She is there to make a complaint about thugs in her neighbourhood trying to push her out of her flat and sexually harassing her daughter. “The former police were just the pimps of Assad!” Maria exclaims excitedly. “I lost my trust in the priests, too. I’m a Christian, but I’m not afraid of HTS. They are the sons of freedom. I have high hopes for them.”
Not everyone is so optimistic about the new government. “There have been too many incidents to call it coincidence or an exception,” explains a Greek Orthodox girl in a bar. “We reported all the violations to HTS. They said these were isolated individual incidents. But there were too many; I think it is systemic.” A man (and fellow Christian) sitting at the next table challenges her: “Were you this upset when Assad bombed mosques? Look, you wear a golden cross and no headscarf, you go to bars and drink. Has anyone harassed you?”
Maaloula is a small town a short ride away to the north from Damascus. It is one of the last places where locals speak Aramaic, the language of Jesus and the Apostles. At the beginning of the civil war, the town was besieged by the Islamists of the al-Nusra Front, the predecessor organisation of HTS and the official wing of al-Qaeda in Syria at the time. Churches were desecrated, civilians kidnapped and executed. The regime forces bombarded the city and retook it several months later.
HTS has since cut ties with al-Qaeda and now promises protection to all segments of the Syrian society, including Christians. Yet some of the militants who rampaged through Maaloula a decade ago might be sitting in government positions or will be officers in the new army. This also explains the locals’ fear of talking about them openly.
“They looted and burned down my store and warehouse,” says Sarkis, who runs a small shop. “But they seem to have changed. Apart from some theft, no atrocities have happened since HTS came to power. Now they need to hold elections, as they promised, and hand power over to whoever the people elect.”
Members of the government and those close to them in Damascus do appear sincere in their intentions to hold elections in four years. But in casual conversations, they also confess that they have zero doubts about their own faction’s sweeping victory in the polls when the time comes. Not through rigging, but because they are seen as the liberators who defeated the 54-year-long rule of the Assad family and also the main representatives of Syria’s Sunni Muslim majority.
The Christians in Syria are often accused of having supported the former regime. Indeed, many of them regarded Assad as the lesser evil after radical Islamist groups became dominant in the armed revolt. But there were also many Christians who joined the uprising and were later killed or forced into exile.
The Christians in Syria are often accused of having supported the former regime
“There was a general feeling that the regime may protect us from fanatics,” explains Father Jihad, the head monk at the Deir Mar Musa monastery. “Some supported them because they were afraid that otherwise they’d end up in Sednaya. Others because they put Islam in one bag with terrorism – which isn’t true. And there were people, like us, who for prudence did not say anything against the regime so we could carry on our work. But we cannot say that most Christians supported the regime. There were many who joined the revolution, many activists, many artists.”
It was Paolo Dall’Oglio, an Italian Jesuit monk, who reconstructed this 11th century monastery wedged between the rocky hill on the edge of the Syrian desert. Father Paolo himself took an active stance in the Syrian revolution, publicly supporting the protestors and calling for diplomatic change. In return, the regime banished him from the country on the charges of being a ‘foreign spy’.
By 2013, the peaceful protests turned into a full-fledged civil war, with various factions spilling each others’ blood by the bucket. Father Paolo decided to reenter Syria from Iraq illegally and head to Raqqah, the capital of the Islamic State (ISIS) at the time, to plead for the release of hostages. It was an impossible mission, which he probably knew himself. Some accounts suggested he was immediately executed and buried in a mass grave. But some, including his successor at the monastery, Father Jihad, still have some hope that he might be found somewhere in the desert.
___
Answer these questions from the article on Christians in Syria.
1. What language do locals in Maaloula still speak?
2. In how many years do government members intend to hold elections?
3. On what charge did the regime banish Paolo Dall'Oglio?

Given information -
___
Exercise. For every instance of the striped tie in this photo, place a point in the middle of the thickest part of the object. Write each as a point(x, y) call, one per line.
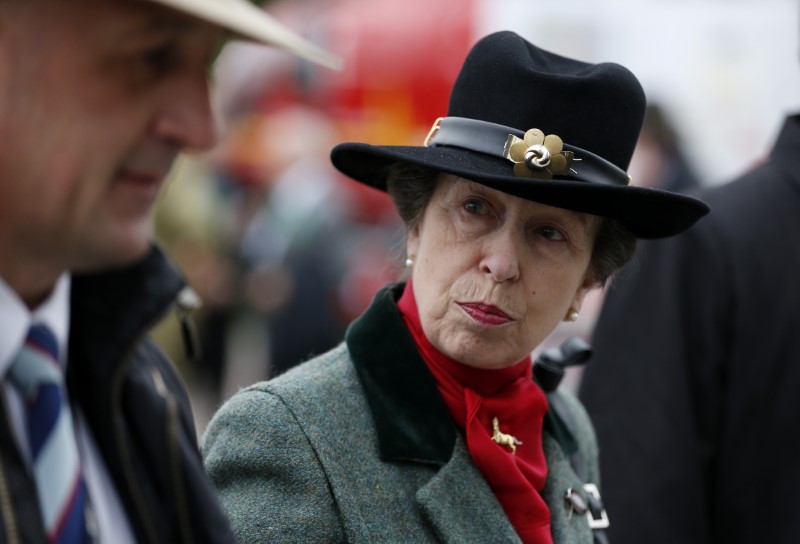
___
Exercise result -
1. Aramaic
2. Four years
3. Being a "foreign spy"